Instruction:
Rewrite all of the items below with every "pixel coordinates" changed to "image coordinates", leaving everything else as it is.
========================
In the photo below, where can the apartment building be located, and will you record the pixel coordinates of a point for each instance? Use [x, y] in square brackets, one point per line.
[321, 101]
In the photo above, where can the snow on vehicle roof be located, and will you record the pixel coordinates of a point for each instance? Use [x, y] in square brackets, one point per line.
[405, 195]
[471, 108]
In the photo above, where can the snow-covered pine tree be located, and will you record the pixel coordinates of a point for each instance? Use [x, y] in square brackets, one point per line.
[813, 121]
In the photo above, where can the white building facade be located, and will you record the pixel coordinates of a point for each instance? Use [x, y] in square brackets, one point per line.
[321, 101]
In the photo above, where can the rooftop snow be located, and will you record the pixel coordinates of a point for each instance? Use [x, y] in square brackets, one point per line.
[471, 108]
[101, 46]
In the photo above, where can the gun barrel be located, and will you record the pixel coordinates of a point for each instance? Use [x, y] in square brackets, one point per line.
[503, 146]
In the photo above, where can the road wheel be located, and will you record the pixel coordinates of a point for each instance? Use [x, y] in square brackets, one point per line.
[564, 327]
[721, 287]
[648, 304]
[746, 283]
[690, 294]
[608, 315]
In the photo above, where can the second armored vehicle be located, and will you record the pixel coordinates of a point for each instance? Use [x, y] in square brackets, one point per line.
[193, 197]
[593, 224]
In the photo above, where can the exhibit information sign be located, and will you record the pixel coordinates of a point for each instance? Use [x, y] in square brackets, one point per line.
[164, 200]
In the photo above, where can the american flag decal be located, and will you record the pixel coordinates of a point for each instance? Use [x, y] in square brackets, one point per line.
========================
Written solution:
In the photo below, where can the apartment building be located, and will you record the image coordinates of a point for each instance? Use [x, y] in square brackets, one point per line.
[321, 101]
In the photo above, where can the snow on vehicle roof be located, and will you record the image coordinates of a point for each instance? Use [x, y] in square brackets, one point per line.
[405, 195]
[471, 108]
In the photo above, where can the snow-covered pine tree be located, and will you record the image coordinates of a point for each instance? Use [x, y] in square brackets, one point per line.
[813, 121]
In the photo above, where can the white building facade be located, and will you record the image coordinates of a point for each instance? Use [x, y] in square brackets, one point per line.
[321, 101]
In the photo above, where can the rooftop snow be located, and will you record the image coordinates of a point for each instance? Use [x, y] in square brackets, one point per line.
[471, 108]
[101, 46]
In the photo above, where can the gun barrel be located, and will you record the image coordinates of a point for each instance? Use [x, y] in square brackets, one point per line.
[503, 146]
In the photo above, where can the road wheel be located, and will you record the image coordinates of a point for each instance? Use [x, y] in square brackets, one point per line.
[564, 327]
[721, 287]
[648, 304]
[746, 283]
[690, 294]
[608, 315]
In the photo above, where can the second armored vehicle be located, and will you record the image coordinates of a point for each instance? Use [x, y] in square brackets, one point per line.
[193, 197]
[593, 224]
In the photo above, where can the exhibit information sign be located, and will you record the image coordinates of a point for each instance? Use [x, y] in square brackets, one point per line.
[164, 200]
In the photo above, where can the american flag decal be located, and will you record the image coordinates of a point for each instance? Use [x, y] in square brackets, one point per line.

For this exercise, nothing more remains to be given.